Pronostic de l'hypothermie

Les patients qui ont été immergés dans l'eau glacée pendant 1 heure ou (rarement) plus ont pu être réchauffés sans lésions cérébrales permanentes (voir Noyade: pronostic), même lorsque les températures de base étaient très faibles ou lorsque les pupilles étaient non réactives. Le pronostic est difficile à prévoir et ne peut pas être fondé sur l'échelle de coma de Glasgow (Glasgow Coma Scale).

Les marqueurs de pronostic grave comprennent les suivants:

  • Preuve de la lyse cellulaire (kaliémie > 12 mEq/L [12 mmol/L])

  • Thrombose intravasculaire (fibrinogène < 50 mg/dL [1,47 micromoles/L])

  • Rythme cardiaque non perfusif (fibrillation ventriculaire ou asystolie)

Pour un degré et une durée de l'hypothermie donnés, les enfants sont plus susceptibles que les adultes de récupérer.

Points clés

  • Mesurer la température centrale dans le rectum ou l'œsophage à l'aide d'un thermomètre ou d'une sonde électronique.

------------------------------------------------------------------------

CONSIGNE DE TRAVAIL 1: Indiquez si chacune des affirmations suivantes concorde avec le texte sur le pronostic de l'hypothermie, en répondant par oui ou par non et en citant mot pour mot les termes décisifs. (a) Le pronostic peut s'appuyer sur l'échelle de coma de Glasgow. (b) L'asystolie fait partie des marqueurs de pronostic grave. (c) À degré et durée d'hypothermie égaux, les adultes récupèrent plus facilement que les enfants.
CONSIGNE DE TRAVAIL 2: Recopiez sans rien changer le passage du document source qui commence à « Pour un degré » et se termine à « d'une sonde électronique. ».
CONSIGNE DE TRAVAIL 3: Prolongez le texte sur le pronostic de l'hypothermie à partir de sa dernière phrase.

------------------------------------------------------------------------

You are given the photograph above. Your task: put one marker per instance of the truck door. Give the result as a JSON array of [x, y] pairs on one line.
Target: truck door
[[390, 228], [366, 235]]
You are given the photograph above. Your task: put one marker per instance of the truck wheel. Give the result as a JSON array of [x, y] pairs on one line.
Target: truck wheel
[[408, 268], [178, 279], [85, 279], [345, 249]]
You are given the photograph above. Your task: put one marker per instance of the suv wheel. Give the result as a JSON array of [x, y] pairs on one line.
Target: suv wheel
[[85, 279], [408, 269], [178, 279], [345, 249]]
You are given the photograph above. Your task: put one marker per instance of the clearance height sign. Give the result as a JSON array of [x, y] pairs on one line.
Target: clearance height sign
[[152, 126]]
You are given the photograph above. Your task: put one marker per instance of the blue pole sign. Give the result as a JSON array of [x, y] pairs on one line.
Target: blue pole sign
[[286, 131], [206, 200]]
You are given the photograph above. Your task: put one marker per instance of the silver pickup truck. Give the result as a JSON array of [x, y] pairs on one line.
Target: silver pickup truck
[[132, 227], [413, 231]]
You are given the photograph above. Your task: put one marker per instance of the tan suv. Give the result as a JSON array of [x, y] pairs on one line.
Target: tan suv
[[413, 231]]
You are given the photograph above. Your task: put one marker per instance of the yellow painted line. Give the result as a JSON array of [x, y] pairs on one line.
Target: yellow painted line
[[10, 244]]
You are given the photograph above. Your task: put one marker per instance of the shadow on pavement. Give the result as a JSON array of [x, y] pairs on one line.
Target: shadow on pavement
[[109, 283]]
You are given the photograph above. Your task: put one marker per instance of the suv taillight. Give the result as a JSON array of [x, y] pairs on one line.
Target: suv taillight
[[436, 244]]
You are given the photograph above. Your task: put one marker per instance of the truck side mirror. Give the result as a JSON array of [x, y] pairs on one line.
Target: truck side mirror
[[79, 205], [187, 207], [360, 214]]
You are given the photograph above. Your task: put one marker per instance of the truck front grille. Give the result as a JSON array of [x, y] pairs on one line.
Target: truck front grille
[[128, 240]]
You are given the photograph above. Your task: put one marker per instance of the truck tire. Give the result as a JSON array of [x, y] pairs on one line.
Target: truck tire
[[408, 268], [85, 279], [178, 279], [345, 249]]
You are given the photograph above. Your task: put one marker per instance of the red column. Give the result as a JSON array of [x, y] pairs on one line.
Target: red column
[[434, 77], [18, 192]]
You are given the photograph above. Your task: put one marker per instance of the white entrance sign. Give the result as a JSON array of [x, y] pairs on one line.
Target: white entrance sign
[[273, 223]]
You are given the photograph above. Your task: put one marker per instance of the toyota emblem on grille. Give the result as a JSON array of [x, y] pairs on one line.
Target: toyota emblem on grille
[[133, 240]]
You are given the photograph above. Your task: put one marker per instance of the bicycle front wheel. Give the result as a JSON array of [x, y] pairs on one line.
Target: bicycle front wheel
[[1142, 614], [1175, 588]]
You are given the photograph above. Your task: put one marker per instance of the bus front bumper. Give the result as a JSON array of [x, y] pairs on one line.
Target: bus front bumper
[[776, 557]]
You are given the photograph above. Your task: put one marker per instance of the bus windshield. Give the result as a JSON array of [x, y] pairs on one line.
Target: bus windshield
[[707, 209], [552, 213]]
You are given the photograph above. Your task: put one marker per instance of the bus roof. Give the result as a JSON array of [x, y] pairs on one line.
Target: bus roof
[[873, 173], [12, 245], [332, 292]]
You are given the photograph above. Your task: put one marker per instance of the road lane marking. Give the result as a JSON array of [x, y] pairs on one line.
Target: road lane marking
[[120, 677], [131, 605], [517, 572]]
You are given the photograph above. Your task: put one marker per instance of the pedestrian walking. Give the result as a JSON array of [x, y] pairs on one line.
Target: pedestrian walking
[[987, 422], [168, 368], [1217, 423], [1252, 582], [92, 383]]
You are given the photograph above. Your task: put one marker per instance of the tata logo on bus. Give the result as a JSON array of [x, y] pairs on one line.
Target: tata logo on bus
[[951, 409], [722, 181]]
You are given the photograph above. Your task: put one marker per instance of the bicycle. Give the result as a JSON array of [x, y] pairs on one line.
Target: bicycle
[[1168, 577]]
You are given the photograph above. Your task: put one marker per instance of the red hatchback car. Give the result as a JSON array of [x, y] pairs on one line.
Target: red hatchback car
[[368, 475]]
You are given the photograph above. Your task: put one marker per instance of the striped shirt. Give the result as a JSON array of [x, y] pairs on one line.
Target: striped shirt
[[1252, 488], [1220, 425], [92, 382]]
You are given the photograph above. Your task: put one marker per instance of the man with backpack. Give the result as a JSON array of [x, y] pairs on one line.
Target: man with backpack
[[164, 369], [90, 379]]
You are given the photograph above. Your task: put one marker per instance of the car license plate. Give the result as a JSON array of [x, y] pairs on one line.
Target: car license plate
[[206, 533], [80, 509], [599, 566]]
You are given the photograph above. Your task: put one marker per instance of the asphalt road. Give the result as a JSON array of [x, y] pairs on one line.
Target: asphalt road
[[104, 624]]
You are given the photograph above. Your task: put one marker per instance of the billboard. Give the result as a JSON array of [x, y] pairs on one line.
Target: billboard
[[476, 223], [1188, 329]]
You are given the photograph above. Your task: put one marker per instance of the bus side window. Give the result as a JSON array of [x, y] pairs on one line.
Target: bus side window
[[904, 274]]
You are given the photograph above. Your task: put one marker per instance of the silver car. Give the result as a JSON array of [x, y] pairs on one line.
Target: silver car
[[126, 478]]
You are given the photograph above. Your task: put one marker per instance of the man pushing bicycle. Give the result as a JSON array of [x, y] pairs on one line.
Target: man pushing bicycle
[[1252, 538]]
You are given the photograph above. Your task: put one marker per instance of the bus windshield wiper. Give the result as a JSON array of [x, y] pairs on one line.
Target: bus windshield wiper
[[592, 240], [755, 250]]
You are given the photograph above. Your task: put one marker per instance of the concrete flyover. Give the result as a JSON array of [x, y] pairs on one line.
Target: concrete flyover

------------------------------------------------------------------------

RÉPONSE 1:
(a) Non : « Le pronostic est difficile à prévoir et ne peut pas être fondé sur l'échelle de coma de Glasgow (Glasgow Coma Scale). »
(b) Oui : « Rythme cardiaque non perfusif (fibrillation ventriculaire ou asystolie) »
(c) Non : « les enfants sont plus susceptibles que les adultes de récupérer. »

RÉPONSE 2:
Pour un degré et une durée de l'hypothermie donnés, les enfants sont plus susceptibles que les adultes de récupérer.

Points clés

  • Mesurer la température centrale dans le rectum ou l'œsophage à l'aide d'un thermomètre ou d'une sonde électronique.

RÉPONSE 3:
  • Au-dessus de 32° C, l'isolation par des couvertures chauffantes et des liquides chauds à boire sont un traitement adéquat.

  • En dessous d'environ 32° C, le réchauffement actif doit être mis en œuvre, typiquement par une soufflerie d'air chaud, une oxygénothérapie par oxygène échauffé et humidifié, des perfusions IV réchauffées, et parfois par des méthodes de réchauffement extracorporel (p. ex., circulation extracorporelle [CEC], hémodialyse).

  • À des températures plus basses, les patients sont hypovolémiques et demandent une réanimation liquidienne.

  • La réanimation cardiorespiratoire n'est pas indiquée en présence d'une circulation efficace.

  • Lorsque la réanimation cardiorespiratoire en cas de rythme non perfusant est pratiquée, la défibrillation est différée (après une tentative initiale) jusqu'à ce que la température atteigne environ 30° C.

  • Les médicaments avancés de réanimation cardiaque avancée ne sont habituellement pas administrés avant que la température atteigne environ 30° C.